**Excerpt provided**
══════
Then came a Wilson at bat that would have nearly as much importance as the one five innings later. After Clemens threw two fastballs past him and the count reached 2 and 2, Mookie fouled off two pitches. Clemens then tried to get a slider in. The slider to Knight had hurt Clemens, but this one hurt him twice as much. Not only was the pitch out over the plate, but Clemens also released it in such a way that it popped a blister that had been developing on his index finger. Wilson pulled a ground-ball single into right. The ball took a final, fidgety hop in front of Evans and bounced off his chest. Knight, a slow runner who never would have challenged Evans's rifle arm, dashed to third base.
The Mets still trailed 2-1, but they had runners at the corners with none out. Santana, a .218 hitter during the season, was due up, followed by Ojeda. Here came the first of Johnson's second-guessed maneuvers. He had Danny Heep bat for Santana, who had had two hits off Clemens in Game 2. That meant Johnson's only remaining shortstops were Kevin Elster, a nervous rookie with 22 games of big league experience, and Howard Johnson, a utilityman who is considered a defensive liability.
"How could you be pinch-hitting that early?" Bowa asked.
"I thought it might be our one shot to get Clemens out of there," Johnson replied.
Johnson was subscribing to the strategy Earl Weaver had taught him: Use your guns whenever you think your time has come, no matter what inning. But as another manager puts it, "He was only going to use Ojeda one more inning, so why not keep Santana in the game and bat for the pitcher?" Heep hit into a double play that tied the score at 2-2, and Ojeda grounded out. He pitched one more inning, keeping the Sox at bay in the sixth.
══════
**Extracted material**
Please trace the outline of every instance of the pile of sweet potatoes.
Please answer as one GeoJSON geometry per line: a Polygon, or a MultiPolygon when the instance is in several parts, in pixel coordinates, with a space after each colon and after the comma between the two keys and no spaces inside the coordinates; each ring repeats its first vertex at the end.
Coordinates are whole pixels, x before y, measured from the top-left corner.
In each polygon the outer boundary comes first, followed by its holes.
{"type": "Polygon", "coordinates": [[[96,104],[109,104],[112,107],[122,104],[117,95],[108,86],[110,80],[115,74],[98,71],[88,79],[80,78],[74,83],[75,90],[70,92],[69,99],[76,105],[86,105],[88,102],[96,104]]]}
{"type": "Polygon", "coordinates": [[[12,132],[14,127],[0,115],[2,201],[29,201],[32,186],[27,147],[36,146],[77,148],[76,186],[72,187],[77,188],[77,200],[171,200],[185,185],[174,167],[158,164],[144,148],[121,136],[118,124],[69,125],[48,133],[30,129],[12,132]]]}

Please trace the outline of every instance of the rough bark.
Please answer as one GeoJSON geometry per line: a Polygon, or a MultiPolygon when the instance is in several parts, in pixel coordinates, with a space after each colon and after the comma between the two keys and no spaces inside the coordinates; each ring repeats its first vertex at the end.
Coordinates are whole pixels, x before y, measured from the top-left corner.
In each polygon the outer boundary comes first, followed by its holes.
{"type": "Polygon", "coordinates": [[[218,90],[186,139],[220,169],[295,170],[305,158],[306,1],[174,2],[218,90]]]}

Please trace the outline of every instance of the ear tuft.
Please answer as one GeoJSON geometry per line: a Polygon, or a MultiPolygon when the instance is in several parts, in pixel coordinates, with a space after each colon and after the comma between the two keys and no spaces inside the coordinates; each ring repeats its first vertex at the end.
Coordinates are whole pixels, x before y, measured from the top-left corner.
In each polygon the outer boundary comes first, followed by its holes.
══════
**Tasks to perform**
1. In the baseball passage, who batted for Santana?
2. Decide whether each statement agrees with the baseball passage, answering yes or no and quoting the words that settle it: (a) Santana hit .218 during the season. (b) Knight was a fast runner. (c) Heep's double play put the Mets ahead.
3. Carry on the baseball passage from its final sentence.

**Results of the exercise**
1. Danny Heep.

2.
(a) Yes: "Santana, a .218 hitter during the season"
(b) No: "Knight, a slow runner who never would have challenged Evans's rifle arm"
(c) No: "Heep hit into a double play that tied the score at 2-2"

3.
Clemens's blister prevented him from throwing his slider, and because he didn't have a particularly good curveball in the late season, he decided simply to move his fastball around and change speeds. Wally Backman and Hernandez singled with one out in the sixth, but Clemens struck out Carter with a perfect pitch on the outside corner. He then held his breath as Barrett snapped up Strawberry's sharp grounder.
In the top of the seventh Roger McDowell walked leadoff hitter Barrett. Rather than sacrifice him over—the Red Sox were 1 for 4 trying to bunt in the game—McNamara removed the bunt sign for Buckner and sent Barrett. Buckner grounded out, moving Barrett into scoring position. When Knight fielded Rice's routine grounder and threw the ball over Hernandez's head, Boston had runners at first and third with one out and Evans up. On a 3-and-2 count, McNamara sent Rice. Sure enough, Evans hit a perfect double-play ball to Backman. However, Rice beat Backman's flip to Elster, and though Elster's throw got Evans at first, Barrett had scored to give the Red Sox a 3-2 lead.
The Red Sox had a chance to make it 4-2 when Gedman punched a two-out single through the shortstop hole into left-field. With two outs in a big ballpark, and considering Wilson's weak arm, Lachemann naturally waved Rice around third. However, Rice cut the bag like a 16-wheeler turning into a McDonald's, while Wilson charged the ball and released it quickly. The ball arrived in Carter's mitt on a fly, and Rice was out. "How we didn't score and put the game away in the first eight innings is just as much the story as what happened in the 10th," Barrett said later.
Clemens held the lead in the bottom of the seventh, retiring the side on 17 pitches—giving him 135 for the game. But while pitching to Wilson—naturally—he tore the fingernail on his middle finger, and when he got back to the dugout, he was bleeding from two fingers. McNamara and pitching coach Bill Fischer approached him.
"Does it sting?" McNamara asked.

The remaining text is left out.